* **STATED TASK**: Output the material below in its entirety, exactly as given.

━━━━━ RECORDS SUPPLIED ━━━━━

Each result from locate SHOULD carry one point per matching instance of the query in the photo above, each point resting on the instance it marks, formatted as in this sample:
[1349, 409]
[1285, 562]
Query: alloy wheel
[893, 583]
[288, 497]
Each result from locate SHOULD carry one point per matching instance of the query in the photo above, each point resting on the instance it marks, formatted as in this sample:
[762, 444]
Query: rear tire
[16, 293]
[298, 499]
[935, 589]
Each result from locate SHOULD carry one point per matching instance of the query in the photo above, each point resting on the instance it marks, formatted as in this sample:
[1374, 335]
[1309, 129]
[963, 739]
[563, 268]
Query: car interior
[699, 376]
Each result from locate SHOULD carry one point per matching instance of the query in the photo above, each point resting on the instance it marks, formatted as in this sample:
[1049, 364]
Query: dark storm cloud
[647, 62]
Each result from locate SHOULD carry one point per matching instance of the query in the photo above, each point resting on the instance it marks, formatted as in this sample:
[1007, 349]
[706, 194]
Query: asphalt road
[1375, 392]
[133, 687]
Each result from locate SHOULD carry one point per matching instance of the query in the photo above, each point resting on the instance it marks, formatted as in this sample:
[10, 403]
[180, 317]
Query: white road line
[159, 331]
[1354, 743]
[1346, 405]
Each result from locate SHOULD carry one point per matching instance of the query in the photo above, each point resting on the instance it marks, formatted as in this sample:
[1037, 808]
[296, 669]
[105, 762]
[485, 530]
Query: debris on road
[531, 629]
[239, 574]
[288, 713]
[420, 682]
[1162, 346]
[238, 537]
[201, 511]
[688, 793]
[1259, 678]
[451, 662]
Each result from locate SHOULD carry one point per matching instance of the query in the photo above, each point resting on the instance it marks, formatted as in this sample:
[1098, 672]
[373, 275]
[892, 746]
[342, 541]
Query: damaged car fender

━━━━━

* **RESPONSE TO THE EXERCISE**:
Each result from locate SHOULD carry one point per matching instance of the query in the photo above, each point resting on the instance it marks, formatted as in this sample:
[1349, 409]
[1285, 562]
Query: alloy wheel
[893, 583]
[288, 497]
Each result from locate SHOULD carry one point per matching instance of the query in the photo above, each point resting on the instance it marks, formatted as in this sample:
[762, 444]
Query: rear tire
[16, 293]
[298, 499]
[935, 589]
Each result from locate SHOULD carry one point per matching instance of the query in the photo above, each point resting on the instance it marks, formatted as in this sample:
[1374, 335]
[1309, 129]
[963, 739]
[563, 268]
Query: car interior
[699, 376]
Each result from locate SHOULD carry one point per matching instance of the query in the photo above, each point resting on the instance it marks, formatted as in this sample:
[1049, 364]
Query: dark storm cloud
[647, 62]
Each result from locate SHOULD carry one point per matching instance of the query in the photo above, each point resting on the instance it marks, formatted as in this sample:
[1007, 349]
[706, 194]
Query: asphalt road
[1375, 392]
[133, 687]
Each result from locate SHOULD carry one point per matching instance of the query in the photo above, each point resting on the instance it marks, formatted as in this sample:
[10, 403]
[180, 317]
Query: white road line
[159, 331]
[1354, 743]
[1346, 405]
Each result from locate SHOULD carry one point per matching instance of the query in the photo above, each point resting on the instance it marks, formatted as in this sample:
[1037, 808]
[296, 669]
[105, 762]
[485, 530]
Query: debris on road
[531, 629]
[239, 574]
[288, 713]
[420, 682]
[1162, 346]
[238, 537]
[201, 511]
[688, 793]
[1259, 678]
[451, 662]
Each result from locate SHOULD carry one point per matching instance of the query in the photo above, each point resting on the instance it marks, formatted as in this sample:
[1098, 672]
[373, 275]
[892, 746]
[342, 541]
Query: damaged car fender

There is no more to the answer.